INSTRUCTIONS TO FOLLOW →
Copy the records from the line with "Objective — one marker per instance of the napkin" to the line with "Objective — one marker per instance of the balcony floor", reproducing every line between them unchanged and including both of those lines.

-- BEGIN GIVEN ENTRIES --

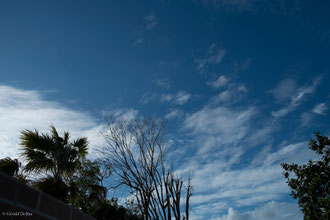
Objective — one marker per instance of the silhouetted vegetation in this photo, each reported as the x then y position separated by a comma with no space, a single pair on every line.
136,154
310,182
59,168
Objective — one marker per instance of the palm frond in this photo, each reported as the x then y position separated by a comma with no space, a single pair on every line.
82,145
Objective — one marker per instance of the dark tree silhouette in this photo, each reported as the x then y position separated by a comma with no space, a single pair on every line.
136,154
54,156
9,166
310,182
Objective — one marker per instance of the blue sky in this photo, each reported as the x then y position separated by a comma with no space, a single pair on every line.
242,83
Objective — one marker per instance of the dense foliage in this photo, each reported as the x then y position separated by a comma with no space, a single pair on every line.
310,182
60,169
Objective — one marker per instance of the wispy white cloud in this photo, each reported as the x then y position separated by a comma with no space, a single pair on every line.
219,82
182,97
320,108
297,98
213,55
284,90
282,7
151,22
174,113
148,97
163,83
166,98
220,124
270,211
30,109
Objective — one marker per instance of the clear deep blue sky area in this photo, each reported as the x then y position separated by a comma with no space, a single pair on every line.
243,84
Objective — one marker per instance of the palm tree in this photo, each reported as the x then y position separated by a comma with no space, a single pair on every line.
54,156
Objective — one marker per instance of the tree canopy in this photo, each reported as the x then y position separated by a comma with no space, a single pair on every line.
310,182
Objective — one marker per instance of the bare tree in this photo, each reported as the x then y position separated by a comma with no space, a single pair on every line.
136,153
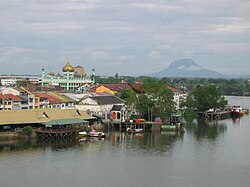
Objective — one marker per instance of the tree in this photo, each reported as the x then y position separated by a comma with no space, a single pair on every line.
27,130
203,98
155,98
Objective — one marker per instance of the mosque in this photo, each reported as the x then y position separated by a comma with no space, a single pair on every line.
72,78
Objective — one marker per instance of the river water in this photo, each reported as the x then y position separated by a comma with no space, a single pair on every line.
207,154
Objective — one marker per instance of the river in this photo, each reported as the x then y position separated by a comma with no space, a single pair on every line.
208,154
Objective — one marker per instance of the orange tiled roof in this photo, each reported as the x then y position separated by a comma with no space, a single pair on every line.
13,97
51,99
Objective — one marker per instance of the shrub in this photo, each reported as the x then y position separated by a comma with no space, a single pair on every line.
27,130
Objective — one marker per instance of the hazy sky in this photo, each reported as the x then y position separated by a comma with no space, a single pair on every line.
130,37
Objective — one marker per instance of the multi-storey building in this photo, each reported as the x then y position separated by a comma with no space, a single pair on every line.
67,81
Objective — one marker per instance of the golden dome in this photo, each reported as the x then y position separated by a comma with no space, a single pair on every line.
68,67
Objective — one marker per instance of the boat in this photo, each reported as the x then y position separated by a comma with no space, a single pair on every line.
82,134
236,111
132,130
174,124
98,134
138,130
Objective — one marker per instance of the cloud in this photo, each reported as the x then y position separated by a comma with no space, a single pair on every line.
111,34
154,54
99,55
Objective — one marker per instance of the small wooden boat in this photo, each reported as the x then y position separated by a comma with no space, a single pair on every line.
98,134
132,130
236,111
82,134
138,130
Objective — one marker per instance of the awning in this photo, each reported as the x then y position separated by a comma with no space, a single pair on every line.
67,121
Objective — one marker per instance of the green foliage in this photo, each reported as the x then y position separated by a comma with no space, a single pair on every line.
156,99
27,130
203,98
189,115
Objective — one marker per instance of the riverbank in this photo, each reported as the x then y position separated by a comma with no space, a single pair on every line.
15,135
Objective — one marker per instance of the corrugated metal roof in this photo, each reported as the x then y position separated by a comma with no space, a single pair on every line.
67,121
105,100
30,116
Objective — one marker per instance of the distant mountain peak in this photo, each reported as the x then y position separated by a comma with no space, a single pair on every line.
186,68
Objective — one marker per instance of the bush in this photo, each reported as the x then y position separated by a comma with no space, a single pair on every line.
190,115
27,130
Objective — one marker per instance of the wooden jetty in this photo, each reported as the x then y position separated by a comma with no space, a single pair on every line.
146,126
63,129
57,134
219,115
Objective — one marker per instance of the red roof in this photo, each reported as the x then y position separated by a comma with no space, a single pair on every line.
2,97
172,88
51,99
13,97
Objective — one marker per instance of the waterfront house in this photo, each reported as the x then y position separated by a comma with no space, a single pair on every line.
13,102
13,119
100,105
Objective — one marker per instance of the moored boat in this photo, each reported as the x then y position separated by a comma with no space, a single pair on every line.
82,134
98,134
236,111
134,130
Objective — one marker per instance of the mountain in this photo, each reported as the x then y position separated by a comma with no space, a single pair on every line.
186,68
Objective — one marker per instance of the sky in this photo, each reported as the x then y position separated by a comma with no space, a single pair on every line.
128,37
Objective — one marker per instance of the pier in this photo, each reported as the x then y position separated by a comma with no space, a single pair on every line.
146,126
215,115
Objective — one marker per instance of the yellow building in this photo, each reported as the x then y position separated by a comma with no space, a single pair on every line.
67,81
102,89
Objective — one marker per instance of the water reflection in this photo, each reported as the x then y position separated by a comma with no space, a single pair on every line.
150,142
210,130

-- END GIVEN ENTRIES --
-- BEGIN GIVEN ENTRIES --

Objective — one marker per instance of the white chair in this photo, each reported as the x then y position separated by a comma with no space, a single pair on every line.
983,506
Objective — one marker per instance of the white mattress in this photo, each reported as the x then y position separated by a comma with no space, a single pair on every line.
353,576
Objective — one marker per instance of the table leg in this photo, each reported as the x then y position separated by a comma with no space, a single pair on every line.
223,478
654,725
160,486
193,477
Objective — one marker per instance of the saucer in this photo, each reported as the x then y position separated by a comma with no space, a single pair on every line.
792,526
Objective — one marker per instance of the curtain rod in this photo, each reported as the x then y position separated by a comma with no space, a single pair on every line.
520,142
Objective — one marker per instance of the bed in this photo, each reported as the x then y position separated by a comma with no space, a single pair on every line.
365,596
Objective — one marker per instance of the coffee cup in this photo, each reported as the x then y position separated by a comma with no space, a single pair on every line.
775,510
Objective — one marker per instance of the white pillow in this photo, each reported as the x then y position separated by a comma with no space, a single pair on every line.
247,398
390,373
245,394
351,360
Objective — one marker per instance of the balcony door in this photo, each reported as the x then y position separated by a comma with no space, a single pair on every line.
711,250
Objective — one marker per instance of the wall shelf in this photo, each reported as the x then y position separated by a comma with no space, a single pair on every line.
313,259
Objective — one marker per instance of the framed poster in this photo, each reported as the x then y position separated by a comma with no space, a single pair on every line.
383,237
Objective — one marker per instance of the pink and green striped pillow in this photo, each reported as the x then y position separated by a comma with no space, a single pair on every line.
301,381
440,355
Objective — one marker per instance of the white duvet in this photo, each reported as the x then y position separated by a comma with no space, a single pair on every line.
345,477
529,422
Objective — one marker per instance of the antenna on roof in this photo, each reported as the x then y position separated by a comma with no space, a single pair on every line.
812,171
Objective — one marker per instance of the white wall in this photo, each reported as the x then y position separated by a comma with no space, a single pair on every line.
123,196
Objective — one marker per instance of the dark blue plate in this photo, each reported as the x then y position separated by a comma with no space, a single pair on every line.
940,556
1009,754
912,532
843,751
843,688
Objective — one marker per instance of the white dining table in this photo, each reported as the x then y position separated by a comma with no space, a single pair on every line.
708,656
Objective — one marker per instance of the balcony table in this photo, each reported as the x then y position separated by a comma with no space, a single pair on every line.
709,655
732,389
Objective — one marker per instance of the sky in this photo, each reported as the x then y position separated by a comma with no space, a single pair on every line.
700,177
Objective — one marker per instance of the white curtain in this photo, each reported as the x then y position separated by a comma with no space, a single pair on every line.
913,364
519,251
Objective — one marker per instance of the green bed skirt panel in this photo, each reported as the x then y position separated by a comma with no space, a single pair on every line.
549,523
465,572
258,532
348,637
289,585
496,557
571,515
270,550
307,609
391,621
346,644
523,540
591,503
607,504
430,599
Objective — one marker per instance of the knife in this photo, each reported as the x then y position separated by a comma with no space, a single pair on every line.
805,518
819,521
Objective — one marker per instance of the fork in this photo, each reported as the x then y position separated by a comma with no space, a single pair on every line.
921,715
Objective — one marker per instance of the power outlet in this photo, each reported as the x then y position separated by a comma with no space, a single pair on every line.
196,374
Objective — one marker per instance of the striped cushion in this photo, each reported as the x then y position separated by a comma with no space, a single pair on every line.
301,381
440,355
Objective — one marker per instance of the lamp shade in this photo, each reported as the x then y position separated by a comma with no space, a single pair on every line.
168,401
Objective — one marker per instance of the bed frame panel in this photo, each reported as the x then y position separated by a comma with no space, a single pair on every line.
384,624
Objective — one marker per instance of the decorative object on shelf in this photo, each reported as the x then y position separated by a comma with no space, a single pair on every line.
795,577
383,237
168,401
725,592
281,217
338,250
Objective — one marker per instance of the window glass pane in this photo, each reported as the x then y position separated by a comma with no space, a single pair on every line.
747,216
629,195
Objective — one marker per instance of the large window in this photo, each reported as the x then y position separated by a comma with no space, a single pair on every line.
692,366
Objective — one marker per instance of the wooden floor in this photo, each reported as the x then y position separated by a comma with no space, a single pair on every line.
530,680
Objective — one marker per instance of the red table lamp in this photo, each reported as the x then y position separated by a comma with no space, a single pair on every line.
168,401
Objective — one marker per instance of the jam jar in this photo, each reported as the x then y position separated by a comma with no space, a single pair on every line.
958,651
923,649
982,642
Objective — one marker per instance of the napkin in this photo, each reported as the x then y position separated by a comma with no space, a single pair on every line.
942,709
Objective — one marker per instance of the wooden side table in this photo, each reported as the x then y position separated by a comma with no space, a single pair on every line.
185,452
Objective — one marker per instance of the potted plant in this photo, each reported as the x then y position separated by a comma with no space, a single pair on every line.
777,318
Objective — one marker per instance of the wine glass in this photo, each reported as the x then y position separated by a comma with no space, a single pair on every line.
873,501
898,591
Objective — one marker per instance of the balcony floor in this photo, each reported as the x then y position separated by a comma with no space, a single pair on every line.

-- END GIVEN ENTRIES --

WRITTEN RESPONSE →
Objective — one marker per instance of the napkin in this photo, each reported as the x then y position separated by a comma with no space, a single pair on every line.
942,709
Objective — one marker per instance of the wooden side table in this photo, each reported as the x then y position separated by a comma with no space, a single pair on every line.
185,452
Objective — one marker per instance of the potted plant in this photo, each reported as the x then y position separated by a comma with no space, a single pair on every line.
777,318
Objective — one marker per instance of the wine glass in this photo, each reported as the x then y position separated by a comma with no space, a single pair on every line.
873,501
898,591
Objective — one marker per instance of the balcony floor in this photo, each reported as the x then y position separated by a comma with no space, a single pair on every line.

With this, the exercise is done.